◆ Aim ◆
Show every line in the data below that contains the string "palm", matching its case exactly.

START Data provided

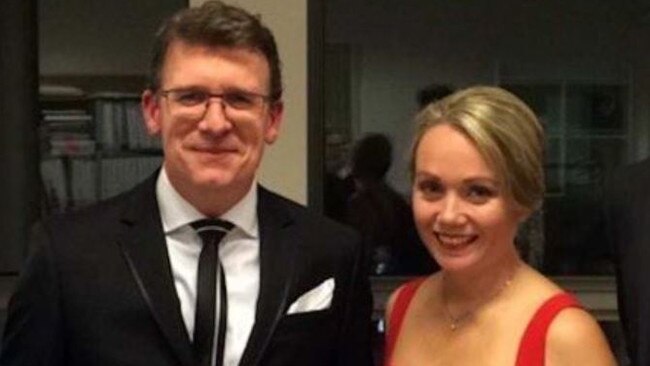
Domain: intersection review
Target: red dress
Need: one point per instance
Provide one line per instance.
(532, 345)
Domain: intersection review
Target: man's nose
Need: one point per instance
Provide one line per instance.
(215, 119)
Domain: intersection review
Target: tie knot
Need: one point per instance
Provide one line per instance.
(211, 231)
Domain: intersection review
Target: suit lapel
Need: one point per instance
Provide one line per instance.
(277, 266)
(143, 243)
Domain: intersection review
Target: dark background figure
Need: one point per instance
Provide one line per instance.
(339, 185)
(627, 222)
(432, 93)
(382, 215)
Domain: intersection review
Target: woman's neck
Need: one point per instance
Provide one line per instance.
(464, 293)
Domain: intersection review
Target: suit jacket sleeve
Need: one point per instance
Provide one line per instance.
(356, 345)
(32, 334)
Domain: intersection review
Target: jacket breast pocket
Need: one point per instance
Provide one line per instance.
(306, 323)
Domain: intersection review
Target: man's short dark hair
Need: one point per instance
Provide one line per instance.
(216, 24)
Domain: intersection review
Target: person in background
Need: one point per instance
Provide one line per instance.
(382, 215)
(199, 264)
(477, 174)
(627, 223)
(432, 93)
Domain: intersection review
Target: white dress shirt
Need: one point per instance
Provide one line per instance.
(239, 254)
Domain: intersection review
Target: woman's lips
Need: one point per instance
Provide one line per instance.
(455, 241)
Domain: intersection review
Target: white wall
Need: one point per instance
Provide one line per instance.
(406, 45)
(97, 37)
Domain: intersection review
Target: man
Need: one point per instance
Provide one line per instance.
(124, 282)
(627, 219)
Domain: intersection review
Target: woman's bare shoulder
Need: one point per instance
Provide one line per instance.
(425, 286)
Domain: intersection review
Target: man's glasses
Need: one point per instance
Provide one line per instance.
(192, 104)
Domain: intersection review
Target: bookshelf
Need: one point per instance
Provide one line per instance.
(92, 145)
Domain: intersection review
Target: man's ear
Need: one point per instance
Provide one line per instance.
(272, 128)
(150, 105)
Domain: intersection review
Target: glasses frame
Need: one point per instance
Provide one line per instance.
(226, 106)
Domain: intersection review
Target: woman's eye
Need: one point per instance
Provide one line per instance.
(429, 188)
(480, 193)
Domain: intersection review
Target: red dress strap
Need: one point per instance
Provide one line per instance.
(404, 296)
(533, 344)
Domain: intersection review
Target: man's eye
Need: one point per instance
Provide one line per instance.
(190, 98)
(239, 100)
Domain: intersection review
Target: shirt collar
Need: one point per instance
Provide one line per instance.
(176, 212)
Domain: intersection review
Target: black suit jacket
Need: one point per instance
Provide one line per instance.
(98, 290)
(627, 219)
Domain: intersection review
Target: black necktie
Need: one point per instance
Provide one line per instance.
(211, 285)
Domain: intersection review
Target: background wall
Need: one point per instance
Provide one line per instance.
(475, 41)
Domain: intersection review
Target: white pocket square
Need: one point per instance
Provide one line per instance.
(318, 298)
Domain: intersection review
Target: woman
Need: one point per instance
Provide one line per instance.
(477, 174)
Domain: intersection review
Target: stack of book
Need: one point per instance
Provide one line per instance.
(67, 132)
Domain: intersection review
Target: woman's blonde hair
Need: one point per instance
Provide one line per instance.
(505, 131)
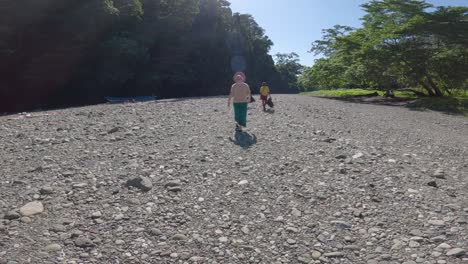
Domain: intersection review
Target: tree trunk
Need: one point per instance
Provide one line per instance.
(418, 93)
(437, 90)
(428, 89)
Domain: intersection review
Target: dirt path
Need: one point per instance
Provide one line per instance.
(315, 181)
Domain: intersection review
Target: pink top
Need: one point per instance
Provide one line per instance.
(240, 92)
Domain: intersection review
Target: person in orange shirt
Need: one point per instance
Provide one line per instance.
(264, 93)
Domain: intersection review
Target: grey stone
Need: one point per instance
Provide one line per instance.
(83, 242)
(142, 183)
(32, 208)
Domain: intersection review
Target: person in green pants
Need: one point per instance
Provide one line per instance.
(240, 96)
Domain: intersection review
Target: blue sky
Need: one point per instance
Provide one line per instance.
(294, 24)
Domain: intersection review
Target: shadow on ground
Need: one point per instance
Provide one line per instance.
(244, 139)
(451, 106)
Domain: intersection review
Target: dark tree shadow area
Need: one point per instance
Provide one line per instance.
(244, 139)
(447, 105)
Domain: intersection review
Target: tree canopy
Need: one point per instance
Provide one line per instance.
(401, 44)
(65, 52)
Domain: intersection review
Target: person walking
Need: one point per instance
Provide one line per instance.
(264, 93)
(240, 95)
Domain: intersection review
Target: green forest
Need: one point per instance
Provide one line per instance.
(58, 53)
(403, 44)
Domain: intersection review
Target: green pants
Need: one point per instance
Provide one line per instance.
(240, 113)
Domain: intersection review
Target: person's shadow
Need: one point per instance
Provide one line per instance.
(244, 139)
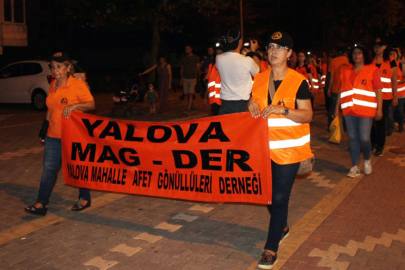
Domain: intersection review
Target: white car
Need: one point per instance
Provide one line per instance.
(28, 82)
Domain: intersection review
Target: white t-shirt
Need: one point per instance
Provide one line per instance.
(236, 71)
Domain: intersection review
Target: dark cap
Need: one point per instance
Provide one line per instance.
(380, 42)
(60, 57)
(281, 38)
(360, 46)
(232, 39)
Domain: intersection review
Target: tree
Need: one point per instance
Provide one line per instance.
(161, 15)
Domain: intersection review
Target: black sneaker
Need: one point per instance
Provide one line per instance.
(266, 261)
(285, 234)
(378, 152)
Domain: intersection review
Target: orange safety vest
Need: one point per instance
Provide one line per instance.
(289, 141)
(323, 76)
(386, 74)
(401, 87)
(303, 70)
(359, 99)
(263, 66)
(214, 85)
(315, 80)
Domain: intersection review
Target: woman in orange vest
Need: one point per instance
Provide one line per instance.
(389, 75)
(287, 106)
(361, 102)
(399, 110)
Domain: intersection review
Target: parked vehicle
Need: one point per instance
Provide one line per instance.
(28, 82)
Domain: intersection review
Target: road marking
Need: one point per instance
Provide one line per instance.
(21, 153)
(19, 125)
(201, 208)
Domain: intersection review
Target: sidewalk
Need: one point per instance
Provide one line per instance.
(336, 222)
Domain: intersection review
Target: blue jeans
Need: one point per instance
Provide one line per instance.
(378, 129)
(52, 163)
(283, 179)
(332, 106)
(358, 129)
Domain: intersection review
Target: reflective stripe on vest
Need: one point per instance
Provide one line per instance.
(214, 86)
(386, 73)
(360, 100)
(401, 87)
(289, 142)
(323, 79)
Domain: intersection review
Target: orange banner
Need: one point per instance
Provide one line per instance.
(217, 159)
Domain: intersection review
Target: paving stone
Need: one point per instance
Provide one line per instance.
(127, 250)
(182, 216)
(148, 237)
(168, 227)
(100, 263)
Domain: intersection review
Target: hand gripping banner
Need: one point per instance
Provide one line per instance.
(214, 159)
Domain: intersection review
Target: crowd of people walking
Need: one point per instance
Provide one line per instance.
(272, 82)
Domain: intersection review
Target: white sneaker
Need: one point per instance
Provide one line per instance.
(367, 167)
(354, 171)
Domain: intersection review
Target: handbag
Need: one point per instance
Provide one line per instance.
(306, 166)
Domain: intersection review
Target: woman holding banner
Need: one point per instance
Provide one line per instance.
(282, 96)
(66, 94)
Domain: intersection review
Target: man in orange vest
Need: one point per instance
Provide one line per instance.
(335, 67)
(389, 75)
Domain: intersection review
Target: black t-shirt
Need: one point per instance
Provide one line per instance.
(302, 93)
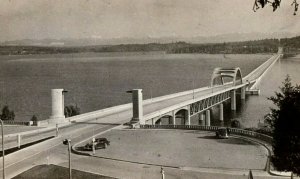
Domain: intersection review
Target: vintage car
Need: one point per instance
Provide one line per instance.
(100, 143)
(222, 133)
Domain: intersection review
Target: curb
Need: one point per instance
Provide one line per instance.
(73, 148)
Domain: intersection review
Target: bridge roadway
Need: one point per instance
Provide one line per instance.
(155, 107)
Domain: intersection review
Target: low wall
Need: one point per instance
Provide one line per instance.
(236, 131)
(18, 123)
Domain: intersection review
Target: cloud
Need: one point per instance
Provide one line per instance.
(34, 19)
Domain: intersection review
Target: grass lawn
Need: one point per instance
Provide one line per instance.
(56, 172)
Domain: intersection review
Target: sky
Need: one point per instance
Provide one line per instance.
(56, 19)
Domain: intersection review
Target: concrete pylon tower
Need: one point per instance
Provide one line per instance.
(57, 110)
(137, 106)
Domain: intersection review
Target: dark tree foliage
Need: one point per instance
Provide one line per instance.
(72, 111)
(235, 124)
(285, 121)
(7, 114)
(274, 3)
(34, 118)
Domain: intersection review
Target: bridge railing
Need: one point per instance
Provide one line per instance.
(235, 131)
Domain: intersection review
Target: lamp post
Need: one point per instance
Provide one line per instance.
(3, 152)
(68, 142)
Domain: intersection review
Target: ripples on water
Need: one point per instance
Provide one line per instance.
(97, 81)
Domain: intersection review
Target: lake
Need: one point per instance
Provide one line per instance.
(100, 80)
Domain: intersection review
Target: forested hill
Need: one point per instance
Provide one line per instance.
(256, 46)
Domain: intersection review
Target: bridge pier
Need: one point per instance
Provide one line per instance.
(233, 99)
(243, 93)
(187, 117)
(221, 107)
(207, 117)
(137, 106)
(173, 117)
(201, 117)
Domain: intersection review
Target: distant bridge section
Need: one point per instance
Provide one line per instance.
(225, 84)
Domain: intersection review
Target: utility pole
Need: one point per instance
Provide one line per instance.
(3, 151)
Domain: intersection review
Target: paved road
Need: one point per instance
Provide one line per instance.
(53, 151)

END Data provided
START Data provided

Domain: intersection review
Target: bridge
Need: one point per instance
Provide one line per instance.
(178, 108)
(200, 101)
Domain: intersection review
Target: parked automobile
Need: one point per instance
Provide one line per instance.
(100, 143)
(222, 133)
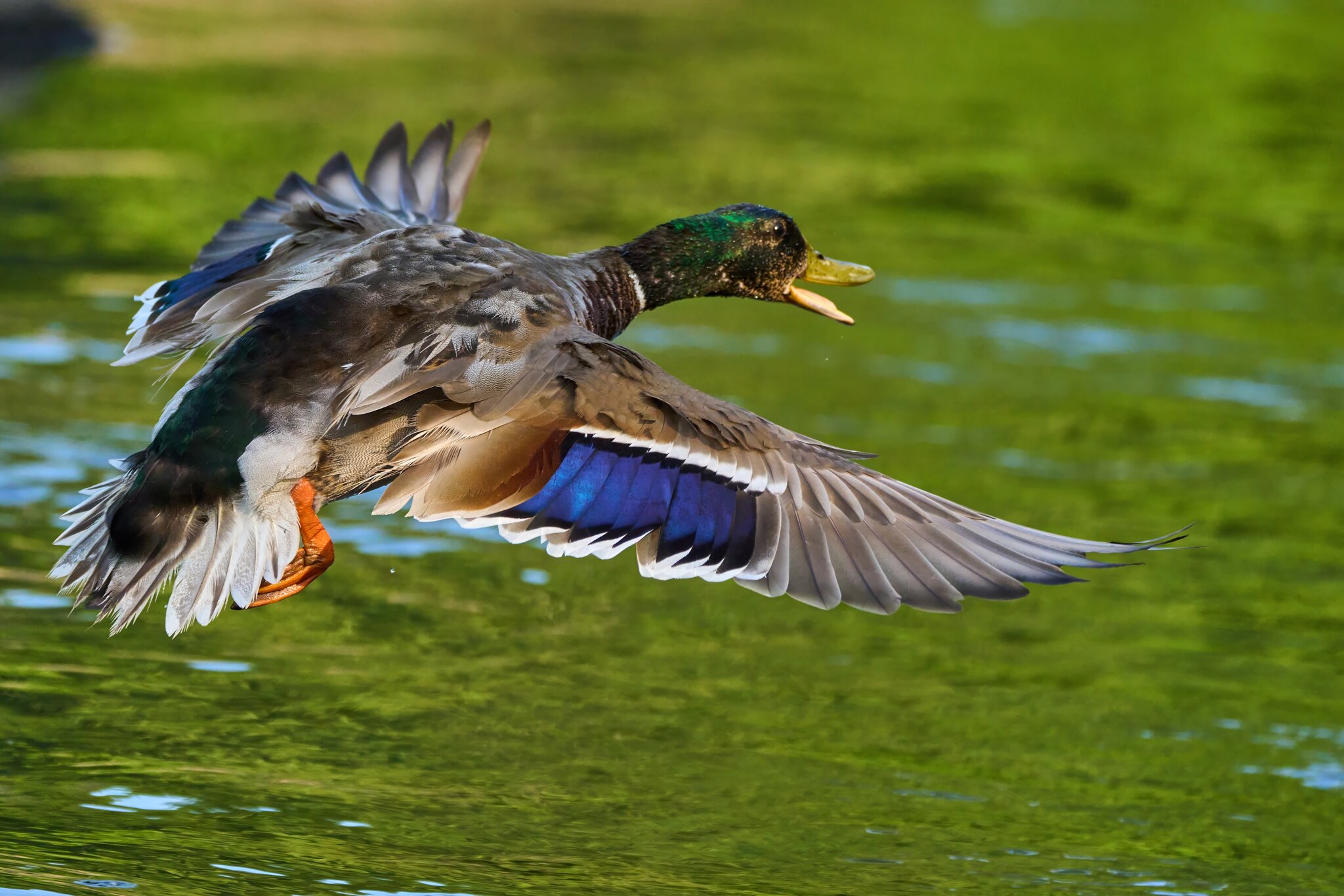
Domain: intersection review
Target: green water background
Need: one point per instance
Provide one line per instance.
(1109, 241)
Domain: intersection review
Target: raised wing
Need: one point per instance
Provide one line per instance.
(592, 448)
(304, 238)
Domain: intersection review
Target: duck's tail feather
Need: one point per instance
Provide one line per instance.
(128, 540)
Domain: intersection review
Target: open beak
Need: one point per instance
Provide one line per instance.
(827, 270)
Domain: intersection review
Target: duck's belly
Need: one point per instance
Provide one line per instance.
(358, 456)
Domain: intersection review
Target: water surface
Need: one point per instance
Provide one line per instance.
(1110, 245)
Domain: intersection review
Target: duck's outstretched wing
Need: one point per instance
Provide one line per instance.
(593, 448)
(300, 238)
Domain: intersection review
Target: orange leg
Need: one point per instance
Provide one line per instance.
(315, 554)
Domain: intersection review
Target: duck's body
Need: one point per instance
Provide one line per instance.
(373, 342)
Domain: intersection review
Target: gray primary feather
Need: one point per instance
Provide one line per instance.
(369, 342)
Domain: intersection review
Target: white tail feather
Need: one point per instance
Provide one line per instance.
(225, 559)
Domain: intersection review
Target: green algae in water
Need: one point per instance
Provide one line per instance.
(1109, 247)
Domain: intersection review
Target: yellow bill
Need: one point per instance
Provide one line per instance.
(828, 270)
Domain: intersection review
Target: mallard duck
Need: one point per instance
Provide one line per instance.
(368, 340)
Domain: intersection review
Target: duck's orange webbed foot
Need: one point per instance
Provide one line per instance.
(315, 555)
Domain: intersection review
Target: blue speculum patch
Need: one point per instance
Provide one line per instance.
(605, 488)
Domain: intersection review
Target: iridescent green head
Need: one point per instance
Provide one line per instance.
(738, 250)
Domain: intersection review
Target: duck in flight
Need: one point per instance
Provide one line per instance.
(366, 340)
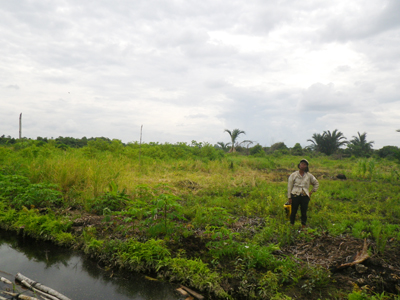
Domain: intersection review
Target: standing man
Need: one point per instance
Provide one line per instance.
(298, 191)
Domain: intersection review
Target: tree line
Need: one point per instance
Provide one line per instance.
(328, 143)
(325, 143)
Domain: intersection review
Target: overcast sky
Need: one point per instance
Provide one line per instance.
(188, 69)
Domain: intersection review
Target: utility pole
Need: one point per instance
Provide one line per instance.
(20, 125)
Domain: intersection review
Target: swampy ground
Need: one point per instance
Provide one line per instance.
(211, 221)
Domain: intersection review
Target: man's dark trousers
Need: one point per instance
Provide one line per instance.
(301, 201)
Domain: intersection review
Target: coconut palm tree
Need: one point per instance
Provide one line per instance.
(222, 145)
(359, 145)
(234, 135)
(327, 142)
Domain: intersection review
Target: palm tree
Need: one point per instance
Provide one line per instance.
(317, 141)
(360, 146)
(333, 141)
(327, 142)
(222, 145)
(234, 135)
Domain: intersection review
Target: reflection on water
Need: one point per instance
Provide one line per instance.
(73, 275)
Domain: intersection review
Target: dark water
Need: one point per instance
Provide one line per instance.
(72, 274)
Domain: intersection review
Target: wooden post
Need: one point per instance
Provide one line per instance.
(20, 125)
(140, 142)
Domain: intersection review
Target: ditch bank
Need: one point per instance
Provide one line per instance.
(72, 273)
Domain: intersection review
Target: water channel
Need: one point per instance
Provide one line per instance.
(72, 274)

END Data provided
START Data provided

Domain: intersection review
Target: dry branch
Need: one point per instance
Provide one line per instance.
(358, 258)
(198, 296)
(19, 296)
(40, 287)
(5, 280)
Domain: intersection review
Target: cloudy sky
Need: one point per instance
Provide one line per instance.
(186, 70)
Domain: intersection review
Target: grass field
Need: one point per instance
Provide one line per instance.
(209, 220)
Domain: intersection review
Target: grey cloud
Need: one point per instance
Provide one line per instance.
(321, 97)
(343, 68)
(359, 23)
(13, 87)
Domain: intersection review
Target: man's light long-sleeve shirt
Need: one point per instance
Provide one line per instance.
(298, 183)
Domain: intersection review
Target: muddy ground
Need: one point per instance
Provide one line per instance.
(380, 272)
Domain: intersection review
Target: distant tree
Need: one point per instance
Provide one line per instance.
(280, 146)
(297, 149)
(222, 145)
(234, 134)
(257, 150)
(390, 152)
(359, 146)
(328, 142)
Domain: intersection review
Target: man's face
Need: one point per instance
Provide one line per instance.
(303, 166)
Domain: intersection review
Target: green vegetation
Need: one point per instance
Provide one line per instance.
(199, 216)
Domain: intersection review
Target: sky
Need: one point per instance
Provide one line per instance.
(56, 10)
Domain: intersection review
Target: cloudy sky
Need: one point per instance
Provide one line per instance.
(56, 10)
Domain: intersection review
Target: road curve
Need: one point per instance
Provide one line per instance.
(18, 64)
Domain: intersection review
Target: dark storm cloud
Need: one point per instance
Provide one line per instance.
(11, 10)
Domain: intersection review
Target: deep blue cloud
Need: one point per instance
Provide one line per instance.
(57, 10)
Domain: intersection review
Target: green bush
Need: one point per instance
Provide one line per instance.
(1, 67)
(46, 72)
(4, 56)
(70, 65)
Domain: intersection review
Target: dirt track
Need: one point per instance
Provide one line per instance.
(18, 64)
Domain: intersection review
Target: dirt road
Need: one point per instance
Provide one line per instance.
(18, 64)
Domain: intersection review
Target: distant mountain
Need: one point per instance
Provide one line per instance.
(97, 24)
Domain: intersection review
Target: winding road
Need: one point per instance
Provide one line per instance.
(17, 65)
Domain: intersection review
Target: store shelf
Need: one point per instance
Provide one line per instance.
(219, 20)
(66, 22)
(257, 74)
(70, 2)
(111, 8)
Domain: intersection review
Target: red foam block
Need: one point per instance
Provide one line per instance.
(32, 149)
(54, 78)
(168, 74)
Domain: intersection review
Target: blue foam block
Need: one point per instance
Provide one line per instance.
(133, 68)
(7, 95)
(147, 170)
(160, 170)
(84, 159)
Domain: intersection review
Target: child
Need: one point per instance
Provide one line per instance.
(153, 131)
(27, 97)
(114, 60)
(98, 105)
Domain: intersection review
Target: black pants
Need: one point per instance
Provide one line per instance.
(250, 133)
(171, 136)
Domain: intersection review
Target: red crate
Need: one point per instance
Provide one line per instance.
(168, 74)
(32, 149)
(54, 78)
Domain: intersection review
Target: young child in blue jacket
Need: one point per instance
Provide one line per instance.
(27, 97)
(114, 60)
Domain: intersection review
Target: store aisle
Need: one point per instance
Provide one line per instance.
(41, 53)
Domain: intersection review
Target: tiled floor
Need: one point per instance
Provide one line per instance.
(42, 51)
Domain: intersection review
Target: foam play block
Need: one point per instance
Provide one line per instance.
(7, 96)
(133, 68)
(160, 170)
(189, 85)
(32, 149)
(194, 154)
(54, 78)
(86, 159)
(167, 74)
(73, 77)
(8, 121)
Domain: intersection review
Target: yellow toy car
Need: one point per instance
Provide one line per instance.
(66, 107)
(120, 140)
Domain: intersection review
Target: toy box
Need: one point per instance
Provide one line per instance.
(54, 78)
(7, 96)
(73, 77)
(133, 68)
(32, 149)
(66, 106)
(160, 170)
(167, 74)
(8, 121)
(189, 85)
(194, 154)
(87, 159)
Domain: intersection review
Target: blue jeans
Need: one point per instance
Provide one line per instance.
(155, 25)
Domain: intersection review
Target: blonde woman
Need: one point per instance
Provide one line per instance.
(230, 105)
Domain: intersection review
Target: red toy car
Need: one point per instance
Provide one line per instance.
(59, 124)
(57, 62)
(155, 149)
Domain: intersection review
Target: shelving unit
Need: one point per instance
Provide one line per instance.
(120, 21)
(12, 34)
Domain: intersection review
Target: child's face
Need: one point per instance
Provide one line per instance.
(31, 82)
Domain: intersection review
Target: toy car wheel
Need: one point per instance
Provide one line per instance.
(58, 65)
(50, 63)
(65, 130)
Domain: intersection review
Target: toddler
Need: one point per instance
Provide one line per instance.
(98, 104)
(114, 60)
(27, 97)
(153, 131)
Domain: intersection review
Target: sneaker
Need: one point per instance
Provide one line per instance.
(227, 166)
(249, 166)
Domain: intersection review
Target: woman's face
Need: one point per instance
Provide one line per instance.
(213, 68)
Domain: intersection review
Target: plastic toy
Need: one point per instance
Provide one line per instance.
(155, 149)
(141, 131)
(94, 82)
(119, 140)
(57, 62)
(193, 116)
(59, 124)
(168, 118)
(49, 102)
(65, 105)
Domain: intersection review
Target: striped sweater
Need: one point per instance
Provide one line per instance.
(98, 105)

END Data provided

◆ Response ◆
Target: coconut palm tree
Target: palm tree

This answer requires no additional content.